The Battle of Passchendaele
A Centenary Action

“Passchendaele, now a field of mud. November, 1917.”
Credit: Library and Archives Canada/PA-040139.

On this day in 1917 (26 October), the Canadians launch their attack on Passchendaele. The Canadian Corps entered the Battle of Passchendaele in October 1917 after a largely successful spring and summer of victories at Vimy and Hill 70. They were confident, well-trained, and most importantly, rested. Passchendaele had been dragging on since the end of July, and had consumed thousands of British troops in the slog to take the ridge from which the battle took its name. Plagued by bad weather, Haig’s battle had not gone well. By October, it became clear that he would need more men to reinforce the British Fifth Army.  

The original plan had been for the Canadian Corps to re-attack Lens, the town they had failed to take at the end of the Hill 70 campaign in August; however, Haig met with Currie to explain the need for the Corps at Passchendaele instead. Here, Currie played the position of the Corps within the political structure of the Allies to its fullest advantage. The Corps would not be subordinated to Gough and the Fifth Army, Haig would provide extra artillery, and Currie would plan the attack himself. Even so, Currie predicted that the Corps would likely lose around 16 000 much-needed men at Passchendaele.  

Credit: Nicholson, Canadian Expeditionary Force – 1914-1919, p. 322.

The Canadian attack began on 26 October at 5:40 am with a creeping barrage as the 3rd and 4th Divisions began their advance. Communication was problematic and the mud, sometimes waist high, hampered those going forward. It took two days, but the first objectives, including Bellevue Spur were captured by 27 October. The next phase of the four part battle began on 30 October, once again using the 3rd and 4th Divisions. Advances on the 30th were smaller, and the creeping barrage was less successful, particularly on the 3rd Division front. 

The third and fourth part of the advance took place after the divisions were relieved, and the 1st and 2nd Divisions moved in to begin their work on 6 November. It was easy to get lost on the Passchendaele front, even with a map, and a member of the Canadian Corps wandered into German lines accidentally and revealed the date of the next attack – 6 November. Even with the warning, the Canadian barrage was heavy enough that the divisions could advance relatively safely and by the end of the day the village of Passchendaele had been captured. By 10 November, the last remaining German forces had been pushed from the ridge entirely and the offensive was called off – Haig declared it a victory.  

Currie’s prediction was correct. Passchendaele cost the Canadian Corps 16 404 casualties. Many of the wounded left on the battlefield drowned in the mud and water before they could be rescued. In total, Passchendaele cost 275 000 British and Dominion lives, compared to 220 000 German casualties. A high price for victory.  

Technological Advancements|  

-Currie and his commanders planned Passchendaele in 14 days; in comparison, planning at Vimy took 3 months, at Hill 70, 1 month. In 1918, Currie would plan his Hundred Days assaults in even less time. The Corps had become a well trained, professional army, and needed less and less time to train  

-Currie understood that artillery and its use were critical to the success of the soldiers on the front lines. Without a working creeping barrage and strong support, the men were trapped in their own lines and easy targets for German machine guns.

— STORED ROWS —
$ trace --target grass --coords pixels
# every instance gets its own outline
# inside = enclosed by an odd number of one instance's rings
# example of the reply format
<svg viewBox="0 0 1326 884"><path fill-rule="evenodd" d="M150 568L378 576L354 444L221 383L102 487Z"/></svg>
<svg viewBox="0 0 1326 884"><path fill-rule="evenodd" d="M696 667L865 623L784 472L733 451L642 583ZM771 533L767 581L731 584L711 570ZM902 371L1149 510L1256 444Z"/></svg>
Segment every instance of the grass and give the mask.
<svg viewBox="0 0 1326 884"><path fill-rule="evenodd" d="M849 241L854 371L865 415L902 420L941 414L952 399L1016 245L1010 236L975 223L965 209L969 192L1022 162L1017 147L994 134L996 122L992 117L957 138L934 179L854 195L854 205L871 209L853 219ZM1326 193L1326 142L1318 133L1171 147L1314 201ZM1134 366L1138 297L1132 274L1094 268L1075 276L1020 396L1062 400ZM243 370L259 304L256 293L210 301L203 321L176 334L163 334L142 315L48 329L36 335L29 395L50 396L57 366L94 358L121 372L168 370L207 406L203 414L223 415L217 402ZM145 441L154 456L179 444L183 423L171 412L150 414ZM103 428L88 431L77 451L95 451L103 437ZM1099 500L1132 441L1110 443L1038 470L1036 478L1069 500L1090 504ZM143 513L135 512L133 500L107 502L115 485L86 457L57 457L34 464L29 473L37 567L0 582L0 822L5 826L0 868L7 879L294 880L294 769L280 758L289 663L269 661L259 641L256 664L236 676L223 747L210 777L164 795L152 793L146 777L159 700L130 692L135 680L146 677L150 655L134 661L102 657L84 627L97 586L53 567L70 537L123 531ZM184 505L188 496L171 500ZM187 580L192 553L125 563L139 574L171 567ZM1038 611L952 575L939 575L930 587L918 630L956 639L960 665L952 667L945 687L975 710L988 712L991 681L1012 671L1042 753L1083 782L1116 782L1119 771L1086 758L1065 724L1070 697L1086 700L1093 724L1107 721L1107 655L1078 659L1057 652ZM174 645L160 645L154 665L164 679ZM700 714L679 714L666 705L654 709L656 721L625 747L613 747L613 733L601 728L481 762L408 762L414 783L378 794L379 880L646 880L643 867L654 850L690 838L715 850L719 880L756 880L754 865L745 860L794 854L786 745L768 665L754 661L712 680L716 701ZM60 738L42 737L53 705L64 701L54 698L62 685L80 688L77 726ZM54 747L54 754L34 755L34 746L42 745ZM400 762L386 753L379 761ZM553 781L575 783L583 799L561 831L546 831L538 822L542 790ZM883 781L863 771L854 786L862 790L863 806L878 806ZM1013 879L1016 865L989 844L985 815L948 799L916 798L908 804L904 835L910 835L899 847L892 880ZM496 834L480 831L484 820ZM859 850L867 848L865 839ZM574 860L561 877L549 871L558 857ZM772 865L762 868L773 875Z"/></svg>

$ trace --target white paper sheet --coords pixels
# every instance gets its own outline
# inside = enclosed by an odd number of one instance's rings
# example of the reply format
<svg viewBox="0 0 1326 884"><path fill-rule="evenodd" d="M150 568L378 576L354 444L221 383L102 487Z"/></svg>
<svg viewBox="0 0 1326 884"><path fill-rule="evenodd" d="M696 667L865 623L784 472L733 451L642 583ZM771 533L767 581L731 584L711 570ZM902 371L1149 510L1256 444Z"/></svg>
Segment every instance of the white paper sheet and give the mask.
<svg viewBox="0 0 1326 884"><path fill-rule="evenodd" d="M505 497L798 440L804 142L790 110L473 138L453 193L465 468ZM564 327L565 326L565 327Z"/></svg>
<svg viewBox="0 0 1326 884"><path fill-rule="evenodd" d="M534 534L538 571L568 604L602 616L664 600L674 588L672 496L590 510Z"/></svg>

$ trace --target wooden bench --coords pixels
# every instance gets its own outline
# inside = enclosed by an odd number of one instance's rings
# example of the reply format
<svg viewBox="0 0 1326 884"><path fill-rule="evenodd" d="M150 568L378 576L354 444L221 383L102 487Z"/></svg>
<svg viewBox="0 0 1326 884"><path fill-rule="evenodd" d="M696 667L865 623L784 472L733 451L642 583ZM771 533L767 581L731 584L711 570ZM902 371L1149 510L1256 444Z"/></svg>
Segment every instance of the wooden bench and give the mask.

— WORK TO DO —
a - Set down the stretch of the Passchendaele article from "Technological Advancements|" through "German machine guns.".
b - Which Canadian divisions does the Passchendaele article name?
c - Can you sum up the Passchendaele article in two sentences?

— FULL SOLUTIONS —
a -
Technological Advancements|  

-Currie and his commanders planned Passchendaele in 14 days; in comparison, planning at Vimy took 3 months, at Hill 70, 1 month. In 1918, Currie would plan his Hundred Days assaults in even less time. The Corps had become a well trained, professional army, and needed less and less time to train  

-Currie understood that artillery and its use were critical to the success of the soldiers on the front lines. Without a working creeping barrage and strong support, the men were trapped in their own lines and easy targets for German machine guns.

b -
- 3rd Division
- 4th Division
- 1st Division
- 2nd Division

c - At Haig's request, the Canadian Corps entered the Battle of Passchendaele and attacked on 26 October 1917. Advancing through deep mud in four phases, it captured the village on 6 November and cleared the ridge by 10 November, at a cost of 16 404 casualties, as Currie had predicted.